**Task:**
Return every record below exactly.

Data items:

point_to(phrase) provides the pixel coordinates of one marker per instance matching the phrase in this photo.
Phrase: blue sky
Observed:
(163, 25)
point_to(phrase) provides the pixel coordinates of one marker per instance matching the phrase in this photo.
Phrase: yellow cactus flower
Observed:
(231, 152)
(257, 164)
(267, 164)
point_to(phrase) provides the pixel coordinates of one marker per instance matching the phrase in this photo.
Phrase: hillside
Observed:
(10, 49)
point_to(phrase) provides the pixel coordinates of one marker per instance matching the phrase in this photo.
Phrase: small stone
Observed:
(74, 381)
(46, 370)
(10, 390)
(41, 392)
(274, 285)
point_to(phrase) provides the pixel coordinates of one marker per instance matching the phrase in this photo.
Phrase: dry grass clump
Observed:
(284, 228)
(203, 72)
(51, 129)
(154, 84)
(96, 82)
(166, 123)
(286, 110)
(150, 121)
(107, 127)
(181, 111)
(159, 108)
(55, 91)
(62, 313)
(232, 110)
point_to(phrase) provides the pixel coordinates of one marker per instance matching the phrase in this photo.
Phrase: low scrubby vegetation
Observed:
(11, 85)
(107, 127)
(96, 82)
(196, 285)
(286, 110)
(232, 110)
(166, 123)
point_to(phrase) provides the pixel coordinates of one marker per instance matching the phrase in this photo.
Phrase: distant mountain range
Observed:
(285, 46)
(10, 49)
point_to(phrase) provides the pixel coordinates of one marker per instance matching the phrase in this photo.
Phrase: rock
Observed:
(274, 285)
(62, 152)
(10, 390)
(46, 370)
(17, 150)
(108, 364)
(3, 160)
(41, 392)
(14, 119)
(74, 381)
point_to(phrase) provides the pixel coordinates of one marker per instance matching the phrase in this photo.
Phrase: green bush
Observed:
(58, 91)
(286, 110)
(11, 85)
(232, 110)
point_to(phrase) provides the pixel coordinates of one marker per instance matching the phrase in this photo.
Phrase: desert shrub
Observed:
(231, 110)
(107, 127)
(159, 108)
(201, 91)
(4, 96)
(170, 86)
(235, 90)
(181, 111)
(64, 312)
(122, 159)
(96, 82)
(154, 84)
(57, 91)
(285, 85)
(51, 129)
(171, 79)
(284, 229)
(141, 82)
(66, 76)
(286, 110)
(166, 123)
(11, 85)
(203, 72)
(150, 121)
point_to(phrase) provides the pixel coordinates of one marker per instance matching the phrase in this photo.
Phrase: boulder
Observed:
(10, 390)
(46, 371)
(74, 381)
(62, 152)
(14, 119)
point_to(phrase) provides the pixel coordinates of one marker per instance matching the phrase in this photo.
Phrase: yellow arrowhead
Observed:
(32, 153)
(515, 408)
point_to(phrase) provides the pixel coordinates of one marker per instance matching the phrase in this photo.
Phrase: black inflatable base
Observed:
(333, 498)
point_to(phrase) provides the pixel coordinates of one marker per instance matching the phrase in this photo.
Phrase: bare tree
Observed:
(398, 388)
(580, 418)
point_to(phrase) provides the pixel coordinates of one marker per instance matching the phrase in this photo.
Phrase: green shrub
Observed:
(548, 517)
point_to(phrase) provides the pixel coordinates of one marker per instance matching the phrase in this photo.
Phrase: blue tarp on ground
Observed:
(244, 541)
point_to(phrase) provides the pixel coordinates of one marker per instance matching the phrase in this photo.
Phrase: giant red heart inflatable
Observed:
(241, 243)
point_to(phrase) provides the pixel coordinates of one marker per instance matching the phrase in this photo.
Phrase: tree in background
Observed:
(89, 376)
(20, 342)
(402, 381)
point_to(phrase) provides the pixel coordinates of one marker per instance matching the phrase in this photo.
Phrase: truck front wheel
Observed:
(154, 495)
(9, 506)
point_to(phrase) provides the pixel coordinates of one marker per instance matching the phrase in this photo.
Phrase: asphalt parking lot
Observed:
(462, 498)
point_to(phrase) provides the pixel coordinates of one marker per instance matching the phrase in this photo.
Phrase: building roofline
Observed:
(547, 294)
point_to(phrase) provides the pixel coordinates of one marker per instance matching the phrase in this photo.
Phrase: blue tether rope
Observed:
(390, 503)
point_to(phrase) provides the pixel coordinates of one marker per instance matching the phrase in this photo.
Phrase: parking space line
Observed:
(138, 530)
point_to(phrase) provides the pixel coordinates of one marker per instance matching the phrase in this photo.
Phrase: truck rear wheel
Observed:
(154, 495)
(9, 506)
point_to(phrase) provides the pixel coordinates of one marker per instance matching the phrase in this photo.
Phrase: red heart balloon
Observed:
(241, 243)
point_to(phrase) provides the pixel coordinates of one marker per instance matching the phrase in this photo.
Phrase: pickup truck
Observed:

**Response to this exercise:**
point_to(phrase) provides the pixel coordinates of one marker per instance matching the phrase in this photo.
Phrase: blue sky
Observed:
(163, 25)
point_to(phrase) provides the pixel coordinates of one marker per instance matching the phrase in this photo.
Phrase: yellow cactus flower
Observed:
(231, 152)
(257, 164)
(267, 164)
point_to(phrase) provides the pixel coordinates of one marker per instance matching the phrase in this photo.
Phrase: hillside
Observed:
(10, 49)
point_to(phrase) provides the pixel coordinates of one marker per instance matching the phrase in this photo.
Phrase: small stone
Observed:
(74, 381)
(46, 370)
(10, 390)
(41, 392)
(274, 285)
point_to(phrase) provides the pixel coordinates of one marker per instance matching the phrase in this photo.
Phrase: dry grass clump
Observed:
(284, 228)
(203, 72)
(51, 129)
(154, 84)
(96, 82)
(166, 123)
(286, 110)
(150, 121)
(107, 127)
(181, 111)
(159, 108)
(55, 91)
(62, 313)
(232, 110)
point_to(phrase) provides the pixel coordinates of one marker per instance matching the phrase in this photo.
Phrase: low scrubby vegetation
Observed:
(11, 85)
(107, 127)
(96, 82)
(196, 285)
(286, 110)
(232, 110)
(166, 123)
point_to(phrase) provides the pixel coordinates of one marker per instance matching the phrase in this photo.
Phrase: distant mountain range
Observed:
(285, 46)
(10, 49)
point_to(phrase) provides the pixel coordinates of one marker per instance matching the phrase in this photo.
Phrase: rock
Observed:
(274, 285)
(62, 152)
(10, 390)
(46, 370)
(17, 150)
(108, 364)
(3, 160)
(41, 392)
(14, 119)
(74, 381)
point_to(phrase) provides the pixel coordinates of one marker per instance matching the phrase in this photo.
Phrase: green bush
Observed:
(58, 91)
(286, 110)
(11, 85)
(232, 110)
point_to(phrase) provides the pixel coordinates of one marker per instance matching the phrase in this photo.
Phrase: desert shrub
Observed:
(231, 110)
(107, 127)
(159, 108)
(201, 91)
(4, 96)
(170, 86)
(235, 90)
(181, 111)
(64, 312)
(122, 159)
(96, 82)
(154, 84)
(57, 91)
(285, 85)
(51, 129)
(171, 79)
(284, 229)
(141, 82)
(66, 76)
(286, 110)
(166, 123)
(11, 85)
(203, 72)
(150, 121)
point_to(phrase) provides the pixel coordinates of one marker per instance matching the phrase in this photo.
Phrase: boulder
Observed:
(10, 390)
(46, 371)
(74, 381)
(62, 152)
(14, 119)
point_to(phrase) provides the pixel coordinates of one marker per instance matching the phrase in this photo.
Phrase: yellow arrowhead
Observed:
(32, 153)
(515, 408)
point_to(phrase) provides the pixel coordinates of one marker per instance matching the phrase in this photo.
Phrase: black inflatable base
Observed:
(333, 498)
point_to(phrase) provides the pixel coordinates of one marker per instance matching the phrase in this photo.
Phrase: bare tree
Observed:
(398, 388)
(580, 418)
point_to(phrase) provides the pixel coordinates of one marker per instance matching the phrase in this photo.
Phrase: green shrub
Observed:
(548, 517)
point_to(phrase) provides the pixel coordinates of one marker per instance matching the phrase in this photo.
Phrase: blue tarp on ground
Observed:
(244, 541)
point_to(phrase) provides the pixel coordinates of one marker per instance matching the phrase in this photo.
Phrase: giant red heart inflatable
Observed:
(241, 243)
point_to(phrase) provides the pixel coordinates of one marker per instance matching the phrase in this photo.
Phrase: tree in background
Observed:
(89, 376)
(20, 342)
(402, 381)
point_to(phrase) provides the pixel coordinates of one marker per instance matching the phrase in this photo.
Phrase: truck front wheel
Observed:
(154, 495)
(9, 506)
point_to(phrase) provides the pixel coordinates of one marker per instance matching the phrase in this photo.
Phrase: asphalt parking lot
Observed:
(462, 498)
point_to(phrase) provides the pixel coordinates of one marker per instance matching the phrase in this photo.
Phrase: building roofline
Observed:
(547, 294)
point_to(phrase) provides the pixel coordinates of one marker per instance matching the phrase in this photo.
Phrase: blue tether rope
Observed:
(390, 503)
point_to(phrase) provides the pixel coordinates of one marker per instance matching the phrase in this photo.
Phrase: parking space line
Observed:
(138, 530)
point_to(phrase) provides the pixel coordinates of one marker per instance matching the phrase in this photo.
Phrase: truck rear wheel
Observed:
(154, 495)
(9, 506)
point_to(phrase) provides the pixel coordinates of one marker per instance matching the phrase in this photo.
Phrase: red heart balloon
Observed:
(241, 243)
point_to(phrase) provides the pixel coordinates of one marker per instance matching the phrase in this photo.
Phrase: pickup truck
Observed:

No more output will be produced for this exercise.